Material shown –
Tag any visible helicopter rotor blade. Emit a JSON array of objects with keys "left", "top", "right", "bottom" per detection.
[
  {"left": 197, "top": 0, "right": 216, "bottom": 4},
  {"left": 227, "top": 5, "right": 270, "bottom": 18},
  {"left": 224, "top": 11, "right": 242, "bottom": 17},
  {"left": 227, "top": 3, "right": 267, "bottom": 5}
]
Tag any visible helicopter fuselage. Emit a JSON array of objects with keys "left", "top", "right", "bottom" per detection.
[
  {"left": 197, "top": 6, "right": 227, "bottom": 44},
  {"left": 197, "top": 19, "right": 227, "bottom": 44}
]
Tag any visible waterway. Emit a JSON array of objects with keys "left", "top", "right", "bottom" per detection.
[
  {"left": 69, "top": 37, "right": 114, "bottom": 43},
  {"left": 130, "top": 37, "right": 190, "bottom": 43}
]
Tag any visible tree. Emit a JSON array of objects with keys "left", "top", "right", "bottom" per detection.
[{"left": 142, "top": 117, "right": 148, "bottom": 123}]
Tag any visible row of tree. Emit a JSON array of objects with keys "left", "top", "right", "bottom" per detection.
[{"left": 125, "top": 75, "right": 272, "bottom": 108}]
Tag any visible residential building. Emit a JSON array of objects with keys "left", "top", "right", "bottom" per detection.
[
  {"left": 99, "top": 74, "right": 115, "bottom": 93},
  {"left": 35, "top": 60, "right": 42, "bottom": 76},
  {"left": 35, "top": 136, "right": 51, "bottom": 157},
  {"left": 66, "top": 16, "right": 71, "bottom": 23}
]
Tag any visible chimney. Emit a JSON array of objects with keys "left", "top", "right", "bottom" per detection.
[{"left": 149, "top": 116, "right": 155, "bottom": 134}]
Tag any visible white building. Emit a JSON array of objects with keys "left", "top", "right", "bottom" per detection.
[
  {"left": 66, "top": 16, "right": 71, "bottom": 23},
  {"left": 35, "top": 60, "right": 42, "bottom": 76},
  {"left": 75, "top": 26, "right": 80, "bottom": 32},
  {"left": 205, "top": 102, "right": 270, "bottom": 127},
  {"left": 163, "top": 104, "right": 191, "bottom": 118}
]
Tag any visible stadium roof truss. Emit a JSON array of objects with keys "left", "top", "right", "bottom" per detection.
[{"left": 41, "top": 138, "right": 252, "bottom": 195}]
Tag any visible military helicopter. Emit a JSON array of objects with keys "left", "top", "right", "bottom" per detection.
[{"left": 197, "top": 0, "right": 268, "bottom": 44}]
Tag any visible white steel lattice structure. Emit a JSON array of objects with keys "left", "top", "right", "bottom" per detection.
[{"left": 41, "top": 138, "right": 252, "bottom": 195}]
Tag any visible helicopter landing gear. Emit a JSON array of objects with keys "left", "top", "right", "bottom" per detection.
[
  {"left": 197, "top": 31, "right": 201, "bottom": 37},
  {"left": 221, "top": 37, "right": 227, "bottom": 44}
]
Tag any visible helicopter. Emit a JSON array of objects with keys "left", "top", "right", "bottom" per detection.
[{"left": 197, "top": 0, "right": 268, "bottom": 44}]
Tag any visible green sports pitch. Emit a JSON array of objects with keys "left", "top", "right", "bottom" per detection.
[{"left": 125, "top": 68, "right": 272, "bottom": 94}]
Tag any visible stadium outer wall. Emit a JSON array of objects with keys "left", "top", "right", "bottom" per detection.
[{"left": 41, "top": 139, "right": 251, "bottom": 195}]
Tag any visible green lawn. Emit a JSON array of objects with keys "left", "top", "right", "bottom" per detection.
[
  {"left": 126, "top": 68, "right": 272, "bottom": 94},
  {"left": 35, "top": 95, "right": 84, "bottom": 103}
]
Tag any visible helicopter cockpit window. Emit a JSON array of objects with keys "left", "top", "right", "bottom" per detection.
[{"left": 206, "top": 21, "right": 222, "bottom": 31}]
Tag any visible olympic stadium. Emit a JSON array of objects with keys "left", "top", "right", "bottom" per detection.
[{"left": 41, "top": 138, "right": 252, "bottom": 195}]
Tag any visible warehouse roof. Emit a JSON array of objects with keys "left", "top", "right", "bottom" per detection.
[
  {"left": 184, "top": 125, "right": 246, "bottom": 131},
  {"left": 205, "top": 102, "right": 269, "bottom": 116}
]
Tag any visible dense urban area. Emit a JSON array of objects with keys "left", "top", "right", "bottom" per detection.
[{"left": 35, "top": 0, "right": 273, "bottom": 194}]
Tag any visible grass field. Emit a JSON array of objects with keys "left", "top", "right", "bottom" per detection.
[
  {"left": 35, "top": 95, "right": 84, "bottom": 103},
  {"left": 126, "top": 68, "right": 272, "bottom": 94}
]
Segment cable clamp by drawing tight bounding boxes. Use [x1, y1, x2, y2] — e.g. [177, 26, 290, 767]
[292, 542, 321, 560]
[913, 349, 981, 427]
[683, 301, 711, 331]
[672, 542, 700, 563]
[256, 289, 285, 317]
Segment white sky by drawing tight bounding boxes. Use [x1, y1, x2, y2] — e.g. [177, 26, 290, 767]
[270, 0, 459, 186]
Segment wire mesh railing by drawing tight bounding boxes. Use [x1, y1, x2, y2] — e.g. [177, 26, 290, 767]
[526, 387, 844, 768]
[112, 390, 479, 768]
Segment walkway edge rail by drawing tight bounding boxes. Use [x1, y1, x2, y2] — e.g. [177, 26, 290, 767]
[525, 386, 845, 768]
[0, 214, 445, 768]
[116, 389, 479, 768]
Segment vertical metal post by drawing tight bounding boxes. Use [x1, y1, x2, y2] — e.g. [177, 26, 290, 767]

Exercise task – Starting at the line that has "Tag any visible warehouse" and running through the end of the material, write out every line again, requests included, with each box coordinate in the answers multiplied by 1.15 and rounded to a whole number (halves round up). Leave the numbers in the requests and their format samples unchanged.

Worked solution –
Tag any visible warehouse roof. Emit a JSON array of objects with keys "left", "top", "right", "bottom" per detection.
[
  {"left": 212, "top": 144, "right": 283, "bottom": 151},
  {"left": 236, "top": 117, "right": 309, "bottom": 133}
]
Tag any visible dense urban area. Emit a JSON array of objects with keys "left", "top", "right", "bottom" per detection.
[{"left": 40, "top": 0, "right": 314, "bottom": 223}]
Tag any visible grass field. Emit a JSON array of objects with keys "left", "top", "right", "bottom" per detection.
[
  {"left": 40, "top": 109, "right": 97, "bottom": 118},
  {"left": 145, "top": 78, "right": 313, "bottom": 108}
]
Segment cable clamp by drawing tight bounding boxes. Use [x1, y1, x2, y2] — e.g. [177, 26, 290, 767]
[336, 623, 369, 644]
[1050, 401, 1128, 491]
[785, 346, 818, 381]
[773, 623, 805, 647]
[294, 332, 328, 365]
Segment white sky by drawing tight bounding boxes. Use [x1, y1, x2, y2] — e.g. [177, 26, 290, 767]
[311, 0, 528, 214]
Segment wire mesh railing by drawing tight bounding boxes. Use [x1, y1, x2, y2] — e.g. [177, 26, 290, 767]
[605, 445, 971, 883]
[129, 449, 551, 883]
Segment walkway edge rail by drawing tight bounding boxes. Use [x1, y1, x2, y2] — e.g. [177, 26, 290, 767]
[604, 444, 972, 883]
[0, 246, 512, 883]
[133, 447, 551, 883]
Segment vertical metal post by drawing tight bounding boxes. Use [x1, y1, x2, y2] — e.g. [177, 26, 290, 767]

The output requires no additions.